• [Fragmento del texto]
_ _ _ _ _ _ _

Tenía parche-curitas en los dedos. La noche anterior
había estado cantando y rasgueando su guitarra con
furia para ver si así se aliviaba su mal de amor. |
No fue el desasosiego sentimental el único dolor que
la impulsó a dispararse un tiro. La incomprensión
y falta de reconocimiento artístico en su propio país
la fue colmando de pena. Pero Violeta, pasional de nacimiento,
había amado con furores de terremoto chillanejo a muchos
hombres, a veces manteniendo relaciones duraderas e historiadas,
nunca sintiéndose amada como ella necesitó. Fueron
los desgarros de amor a Chile, a la música y a su hombre,
los que se arrancó del corazón de un balazo en esa
tarde calurosa.
“MALEZA”
Violeta del Carmen Parra Sandoval había nacido, campesina
y cantora, el 4 de octubre de 1917, a las once de la noche, al
interior de Chillán. La vecina que ayudó a su madre
a traerla al mundo fue la primera en sorprenderse con la criatura
que traía dos perlas de leche en la boca, un par de dientes
blancos y redondeados imposibles en un recién nacido.
Su infancia en Lautaro la pasó compartiendo hambre, canciones
y travesuras con sus diez hermanos y hermanastros. A pesar de
las estrecheces económicas siempre hubo música en
la casa. En las tardes oscuras del sur, los padres de Violeta
-Clarisa y Nicanor- entonaban viejas canciones alrededor del brasero
y siempre se les unía algún pariente o vecino con
arpa, caja o acordeón.
El padre, profesor de música, escondía su guitarra
con llave. Pero Violeta, de siete años, se las ingenió
para robársela y aprender a sacarle sonidos hermosos.
Antes de los diez años organizó a sus hermanos en
una estrategia para combatir la pobreza: cantaban en trenes, circos
y casas de remolienda. Violeta niña se deslumbró
con el espectáculo circense y con las presentaciones de
payadores y cuequeros que animaban las casas de prostitución.

_ _ _ _ _ _ _

• [Datos proporcionados]
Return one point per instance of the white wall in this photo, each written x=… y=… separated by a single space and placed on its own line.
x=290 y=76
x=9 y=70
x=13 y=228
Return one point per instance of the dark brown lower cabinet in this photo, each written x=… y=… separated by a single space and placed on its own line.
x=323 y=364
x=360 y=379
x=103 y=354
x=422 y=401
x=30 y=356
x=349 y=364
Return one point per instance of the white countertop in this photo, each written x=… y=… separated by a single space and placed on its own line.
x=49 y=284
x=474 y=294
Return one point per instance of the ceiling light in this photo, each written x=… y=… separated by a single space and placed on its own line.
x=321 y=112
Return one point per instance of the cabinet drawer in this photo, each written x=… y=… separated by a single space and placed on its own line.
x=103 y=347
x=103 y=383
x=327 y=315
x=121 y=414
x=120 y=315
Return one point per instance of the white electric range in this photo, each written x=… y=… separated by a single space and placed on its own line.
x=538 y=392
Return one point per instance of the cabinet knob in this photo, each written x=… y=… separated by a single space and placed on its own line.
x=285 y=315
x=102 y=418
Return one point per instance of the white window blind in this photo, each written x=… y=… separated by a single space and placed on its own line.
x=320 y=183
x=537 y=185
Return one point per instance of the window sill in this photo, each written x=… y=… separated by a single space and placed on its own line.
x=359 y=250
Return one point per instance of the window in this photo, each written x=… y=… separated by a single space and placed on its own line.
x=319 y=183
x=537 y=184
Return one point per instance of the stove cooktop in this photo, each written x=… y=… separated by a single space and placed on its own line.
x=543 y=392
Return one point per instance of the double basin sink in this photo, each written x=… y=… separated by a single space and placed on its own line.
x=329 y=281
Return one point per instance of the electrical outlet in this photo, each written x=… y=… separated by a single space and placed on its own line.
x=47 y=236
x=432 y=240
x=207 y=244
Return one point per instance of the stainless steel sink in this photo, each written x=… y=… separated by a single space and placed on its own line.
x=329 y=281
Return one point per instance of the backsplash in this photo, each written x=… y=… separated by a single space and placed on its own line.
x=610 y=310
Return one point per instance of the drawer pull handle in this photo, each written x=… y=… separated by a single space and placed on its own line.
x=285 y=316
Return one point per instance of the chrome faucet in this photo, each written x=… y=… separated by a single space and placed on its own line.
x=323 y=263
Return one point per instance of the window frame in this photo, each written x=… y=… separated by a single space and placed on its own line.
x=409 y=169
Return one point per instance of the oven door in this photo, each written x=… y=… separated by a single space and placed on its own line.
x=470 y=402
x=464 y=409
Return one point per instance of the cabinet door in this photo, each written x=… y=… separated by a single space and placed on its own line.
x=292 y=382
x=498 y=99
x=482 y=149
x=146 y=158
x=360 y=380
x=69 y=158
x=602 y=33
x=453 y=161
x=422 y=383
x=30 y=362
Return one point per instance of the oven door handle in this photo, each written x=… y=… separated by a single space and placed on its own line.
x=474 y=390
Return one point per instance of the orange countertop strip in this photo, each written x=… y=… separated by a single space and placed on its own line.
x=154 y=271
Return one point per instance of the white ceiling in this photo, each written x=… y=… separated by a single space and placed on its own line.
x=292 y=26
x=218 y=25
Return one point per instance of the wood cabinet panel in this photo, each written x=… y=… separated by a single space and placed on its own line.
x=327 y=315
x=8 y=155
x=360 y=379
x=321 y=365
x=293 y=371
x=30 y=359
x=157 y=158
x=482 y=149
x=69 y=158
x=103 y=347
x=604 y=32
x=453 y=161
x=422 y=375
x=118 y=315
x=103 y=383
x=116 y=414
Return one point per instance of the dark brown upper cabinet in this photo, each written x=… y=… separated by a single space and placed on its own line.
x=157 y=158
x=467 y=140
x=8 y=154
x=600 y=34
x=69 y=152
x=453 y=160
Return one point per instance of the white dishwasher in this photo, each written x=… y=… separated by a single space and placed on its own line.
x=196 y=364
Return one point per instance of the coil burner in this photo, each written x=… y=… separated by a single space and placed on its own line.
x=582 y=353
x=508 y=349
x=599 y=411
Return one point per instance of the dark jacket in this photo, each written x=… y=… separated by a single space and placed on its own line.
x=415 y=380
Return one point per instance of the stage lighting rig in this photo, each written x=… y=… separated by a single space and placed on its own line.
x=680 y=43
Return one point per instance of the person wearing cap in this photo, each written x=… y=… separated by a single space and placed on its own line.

_ _ _ _ _ _ _

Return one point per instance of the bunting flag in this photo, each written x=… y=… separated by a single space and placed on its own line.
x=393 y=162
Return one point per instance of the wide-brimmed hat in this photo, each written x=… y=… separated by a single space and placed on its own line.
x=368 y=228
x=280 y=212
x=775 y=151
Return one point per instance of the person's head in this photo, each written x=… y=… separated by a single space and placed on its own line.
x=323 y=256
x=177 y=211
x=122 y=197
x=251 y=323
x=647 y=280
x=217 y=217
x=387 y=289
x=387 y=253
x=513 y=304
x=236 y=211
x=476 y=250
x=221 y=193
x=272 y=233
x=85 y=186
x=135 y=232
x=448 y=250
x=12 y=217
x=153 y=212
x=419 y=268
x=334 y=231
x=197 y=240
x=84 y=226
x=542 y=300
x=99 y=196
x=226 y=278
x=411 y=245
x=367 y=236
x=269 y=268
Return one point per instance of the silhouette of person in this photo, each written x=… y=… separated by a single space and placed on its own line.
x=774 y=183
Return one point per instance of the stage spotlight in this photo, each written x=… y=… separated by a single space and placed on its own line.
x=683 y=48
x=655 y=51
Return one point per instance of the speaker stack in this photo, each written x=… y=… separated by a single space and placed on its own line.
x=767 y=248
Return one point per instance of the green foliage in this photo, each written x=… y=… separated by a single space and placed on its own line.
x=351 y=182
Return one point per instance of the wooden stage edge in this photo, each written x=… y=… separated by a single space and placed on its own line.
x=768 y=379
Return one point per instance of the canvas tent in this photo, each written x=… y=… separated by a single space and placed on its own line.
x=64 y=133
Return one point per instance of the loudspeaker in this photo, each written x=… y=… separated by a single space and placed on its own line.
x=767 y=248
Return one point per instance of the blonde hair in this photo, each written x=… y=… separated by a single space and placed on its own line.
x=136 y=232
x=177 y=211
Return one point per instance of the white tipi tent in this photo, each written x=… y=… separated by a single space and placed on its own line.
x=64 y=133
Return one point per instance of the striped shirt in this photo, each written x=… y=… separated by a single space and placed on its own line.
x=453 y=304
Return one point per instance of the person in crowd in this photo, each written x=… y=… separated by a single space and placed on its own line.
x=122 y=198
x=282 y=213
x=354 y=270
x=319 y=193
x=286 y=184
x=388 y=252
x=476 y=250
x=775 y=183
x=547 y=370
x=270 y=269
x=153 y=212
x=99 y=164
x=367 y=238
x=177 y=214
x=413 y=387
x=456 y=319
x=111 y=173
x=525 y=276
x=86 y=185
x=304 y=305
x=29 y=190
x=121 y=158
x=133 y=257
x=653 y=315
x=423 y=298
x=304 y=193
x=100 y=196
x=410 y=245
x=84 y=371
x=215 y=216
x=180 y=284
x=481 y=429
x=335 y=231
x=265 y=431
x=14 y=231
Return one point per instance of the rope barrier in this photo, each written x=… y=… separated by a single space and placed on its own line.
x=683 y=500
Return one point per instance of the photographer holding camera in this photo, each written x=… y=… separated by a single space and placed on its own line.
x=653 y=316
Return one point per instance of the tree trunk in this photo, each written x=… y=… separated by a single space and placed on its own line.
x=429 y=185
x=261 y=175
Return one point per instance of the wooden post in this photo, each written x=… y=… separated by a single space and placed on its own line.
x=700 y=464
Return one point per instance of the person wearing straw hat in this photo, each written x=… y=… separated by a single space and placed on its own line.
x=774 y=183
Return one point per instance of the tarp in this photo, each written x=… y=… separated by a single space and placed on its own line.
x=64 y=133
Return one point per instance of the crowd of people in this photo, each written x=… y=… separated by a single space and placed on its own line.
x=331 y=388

_ _ _ _ _ _ _

• [Ejercicio propuesto A]
Responde estas preguntas según el fragmento sobre Violeta Parra:
(i) ¿En qué fecha nació Violeta Parra?
(ii) ¿Con cuántos hermanos y hermanastros pasó su infancia en Lautaro?
(iii) ¿Qué hacía su padre con la guitarra?
• [Ejercicio propuesto B]
Suma -123 a cada coordenada de las respuestas en las filas que van desde la línea con "Return one point per instance of the striped" hasta la línea con "x=453 y=304", ambas incluidas. Escribe de nuevo solo esas líneas completas, con sus instrucciones.
El fragmento y las filas provienen de fuentes distintas.

• [Solución desarrollada A]
(i) Nació el 4 de octubre de 1917, a las once de la noche.
(ii) La pasó con diez hermanos y hermanastros.
(iii) La escondía con llave.

• [Solución desarrollada B]
Return one point per instance of the striped shirt in this photo, each written x=… y=… separated by a single space and placed on its own line.
x=330 y=181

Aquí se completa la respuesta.